BEGIN Records supplied
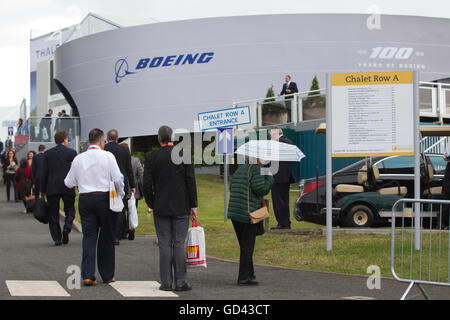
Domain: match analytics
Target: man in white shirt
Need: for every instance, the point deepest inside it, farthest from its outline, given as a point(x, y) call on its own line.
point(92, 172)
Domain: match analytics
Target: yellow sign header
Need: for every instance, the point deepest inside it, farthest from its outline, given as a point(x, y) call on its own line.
END Records supplied
BEGIN Records supplied
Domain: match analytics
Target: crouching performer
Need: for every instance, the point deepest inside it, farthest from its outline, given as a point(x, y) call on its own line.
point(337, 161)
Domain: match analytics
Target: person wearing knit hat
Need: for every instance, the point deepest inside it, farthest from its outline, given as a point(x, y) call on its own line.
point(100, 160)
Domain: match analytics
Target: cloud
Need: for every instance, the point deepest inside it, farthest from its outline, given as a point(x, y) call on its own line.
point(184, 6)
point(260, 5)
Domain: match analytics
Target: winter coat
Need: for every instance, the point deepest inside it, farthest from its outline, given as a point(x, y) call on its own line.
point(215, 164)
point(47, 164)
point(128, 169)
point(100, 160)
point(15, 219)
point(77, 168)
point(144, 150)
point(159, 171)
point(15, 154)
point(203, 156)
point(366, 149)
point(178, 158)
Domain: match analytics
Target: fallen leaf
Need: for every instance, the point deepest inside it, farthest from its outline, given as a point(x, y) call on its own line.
END Records supplied
BEGIN Records supplied
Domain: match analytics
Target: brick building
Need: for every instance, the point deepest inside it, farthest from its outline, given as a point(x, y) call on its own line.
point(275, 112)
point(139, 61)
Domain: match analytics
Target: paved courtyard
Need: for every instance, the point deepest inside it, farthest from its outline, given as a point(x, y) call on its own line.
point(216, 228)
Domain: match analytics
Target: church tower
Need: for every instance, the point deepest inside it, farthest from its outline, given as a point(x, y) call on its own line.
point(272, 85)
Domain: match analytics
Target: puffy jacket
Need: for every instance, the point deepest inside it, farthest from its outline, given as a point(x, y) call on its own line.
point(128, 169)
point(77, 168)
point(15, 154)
END Records supplied
- Task prompt
Would you please filter the lines above and copy every one that includes "Target"?

- Exercise output
Target: man in white shirt
Target: yellow sign header
Target: crouching performer
Target: person wearing knit hat
Target: cloud
Target: winter coat
Target: fallen leaf
Target: brick building
Target: paved courtyard
Target: church tower
Target: puffy jacket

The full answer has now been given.